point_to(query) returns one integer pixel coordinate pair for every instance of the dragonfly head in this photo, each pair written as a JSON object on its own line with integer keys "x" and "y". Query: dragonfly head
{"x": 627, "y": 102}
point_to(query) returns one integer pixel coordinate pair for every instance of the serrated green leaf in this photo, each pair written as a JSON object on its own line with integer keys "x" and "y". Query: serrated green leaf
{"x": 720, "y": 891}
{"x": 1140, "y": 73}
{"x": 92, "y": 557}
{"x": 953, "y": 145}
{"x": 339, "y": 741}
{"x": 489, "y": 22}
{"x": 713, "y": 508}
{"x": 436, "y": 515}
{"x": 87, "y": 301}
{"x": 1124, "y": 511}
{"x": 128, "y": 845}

---

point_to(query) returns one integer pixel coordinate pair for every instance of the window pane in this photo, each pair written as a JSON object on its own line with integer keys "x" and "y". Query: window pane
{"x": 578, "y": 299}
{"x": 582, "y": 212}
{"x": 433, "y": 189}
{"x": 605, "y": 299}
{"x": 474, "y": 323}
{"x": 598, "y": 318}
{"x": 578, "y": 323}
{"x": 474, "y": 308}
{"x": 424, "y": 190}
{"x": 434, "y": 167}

*Task prompt*
Show each line of the entries above that contains the word "dragonfly", copied in full.

*Finished task*
point_to(query) returns one integer pixel coordinate pair for every instance of the dragonfly head in this photo, each pair written as a JSON object on its own line with integer keys "x" and "y". Query: dragonfly head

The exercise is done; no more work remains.